*Exercise task:* Present every line of the records below as a Markdown table with a "Number" column for the row number and a "Line" column for the line itself. Leave out blank lines.

*Given data:*
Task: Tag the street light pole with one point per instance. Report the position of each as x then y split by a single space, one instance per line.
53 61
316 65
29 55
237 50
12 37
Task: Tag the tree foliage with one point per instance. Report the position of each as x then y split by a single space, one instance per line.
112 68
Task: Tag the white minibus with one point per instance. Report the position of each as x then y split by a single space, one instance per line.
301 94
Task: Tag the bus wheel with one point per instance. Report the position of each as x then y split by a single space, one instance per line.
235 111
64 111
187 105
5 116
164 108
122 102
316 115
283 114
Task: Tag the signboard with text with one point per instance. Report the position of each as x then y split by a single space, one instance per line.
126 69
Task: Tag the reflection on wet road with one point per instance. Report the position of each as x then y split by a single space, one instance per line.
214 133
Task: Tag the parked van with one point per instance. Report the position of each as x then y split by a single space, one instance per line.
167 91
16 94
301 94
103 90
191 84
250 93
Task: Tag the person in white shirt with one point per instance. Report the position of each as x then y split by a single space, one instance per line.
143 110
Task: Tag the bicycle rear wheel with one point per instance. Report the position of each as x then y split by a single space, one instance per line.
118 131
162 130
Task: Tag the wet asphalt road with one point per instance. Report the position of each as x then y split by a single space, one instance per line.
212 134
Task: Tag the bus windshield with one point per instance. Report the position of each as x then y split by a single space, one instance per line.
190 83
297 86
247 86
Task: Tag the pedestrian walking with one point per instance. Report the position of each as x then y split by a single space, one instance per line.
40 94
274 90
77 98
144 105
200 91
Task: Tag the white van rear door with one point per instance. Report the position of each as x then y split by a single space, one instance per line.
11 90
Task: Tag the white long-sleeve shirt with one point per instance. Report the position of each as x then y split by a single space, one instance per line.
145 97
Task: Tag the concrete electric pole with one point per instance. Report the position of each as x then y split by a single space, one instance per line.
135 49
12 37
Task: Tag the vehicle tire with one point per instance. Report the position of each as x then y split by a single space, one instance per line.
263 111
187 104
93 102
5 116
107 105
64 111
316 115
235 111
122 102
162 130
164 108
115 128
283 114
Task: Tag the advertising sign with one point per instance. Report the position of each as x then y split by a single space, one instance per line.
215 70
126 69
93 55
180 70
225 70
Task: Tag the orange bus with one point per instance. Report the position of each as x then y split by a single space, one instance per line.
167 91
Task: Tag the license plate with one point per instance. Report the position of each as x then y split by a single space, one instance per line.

*Written solution:*
| Number | Line |
|---|---|
| 1 | Task: Tag the street light pole with one point per instance. Report the position of each as x then y split by a single space, one instance per line. |
| 2 | 53 61 |
| 3 | 316 65 |
| 4 | 29 55 |
| 5 | 237 50 |
| 6 | 12 37 |
| 7 | Task: Tag the tree foliage with one point per instance. Report the position of each as x then y split by a single space, one instance per line. |
| 8 | 112 68 |
| 9 | Task: Tag the white minibus with one point per instance. Report the position of each as x then y split by a single space, one instance per line. |
| 10 | 301 94 |
| 11 | Task: Tag the bus wheel with one point per instance. Report the position of each as x then y split by a single space, one instance per line. |
| 12 | 235 111 |
| 13 | 64 111 |
| 14 | 187 105 |
| 15 | 5 116 |
| 16 | 164 108 |
| 17 | 122 102 |
| 18 | 316 115 |
| 19 | 283 114 |
| 20 | Task: Tag the signboard with text with one point per instance. Report the position of each as x then y split by a single space, one instance per line. |
| 21 | 126 69 |
| 22 | Task: Tag the reflection on wet road with one point per instance. Report the position of each as x then y split by a single space, one instance per line. |
| 23 | 214 133 |
| 24 | Task: Tag the parked van with one point per instance. Report the position of each as x then y split by a single space, one instance per line. |
| 25 | 167 91 |
| 26 | 16 94 |
| 27 | 301 94 |
| 28 | 103 90 |
| 29 | 191 84 |
| 30 | 250 93 |
| 31 | Task: Tag the person in white shirt with one point per instance. Report the position of each as x then y split by a single space, one instance per line. |
| 32 | 143 110 |
| 33 | Task: Tag the bicycle rear wheel with one point per instance. Report the position of each as x then y split by a single space, one instance per line. |
| 34 | 118 131 |
| 35 | 162 130 |
| 36 | Task: Tag the wet asphalt road with one point per instance. Report the position of each as x then y split by a single space, one instance per line. |
| 37 | 212 134 |
| 38 | Task: Tag the bus windshield with one point per instance. Report the position of each as x then y split by a single space, one instance per line. |
| 39 | 190 83 |
| 40 | 297 86 |
| 41 | 247 86 |
| 42 | Task: Tag the pedestrian walking with one point per instance. Report the position of each as x then y split by a single space, one instance per line. |
| 43 | 40 94 |
| 44 | 274 90 |
| 45 | 77 98 |
| 46 | 144 105 |
| 47 | 200 91 |
| 48 | Task: Tag the white van rear door with one point per instance. Report the position of each as x then y split by a single space, one instance per line. |
| 49 | 11 90 |
| 50 | Task: Tag the white long-sleeve shirt with one point per instance. Report the position of each as x then y split by a single space, one instance per line. |
| 51 | 145 97 |
| 52 | Task: Tag the concrete electric pole with one point per instance. Report the position of each as x then y split by a single space, one instance per line. |
| 53 | 135 49 |
| 54 | 12 37 |
| 55 | Task: Tag the vehicle tire with one point per instance. Report the position of each as x then y split by a single space, one instance per line. |
| 56 | 263 111 |
| 57 | 187 104 |
| 58 | 93 102 |
| 59 | 5 116 |
| 60 | 107 105 |
| 61 | 64 111 |
| 62 | 316 115 |
| 63 | 235 111 |
| 64 | 122 102 |
| 65 | 162 130 |
| 66 | 164 108 |
| 67 | 115 128 |
| 68 | 283 114 |
| 69 | Task: Tag the advertising sign with one point per instance. Report the position of each as x then y split by a single space, one instance per line. |
| 70 | 215 70 |
| 71 | 126 69 |
| 72 | 93 55 |
| 73 | 180 70 |
| 74 | 225 70 |
| 75 | Task: Tag the orange bus with one point per instance. Report the position of each as x then y split by a single space, one instance per line. |
| 76 | 167 91 |
| 77 | Task: Tag the license plate with one point per instance. Report the position of each as x then y split by a single space, one instance per line. |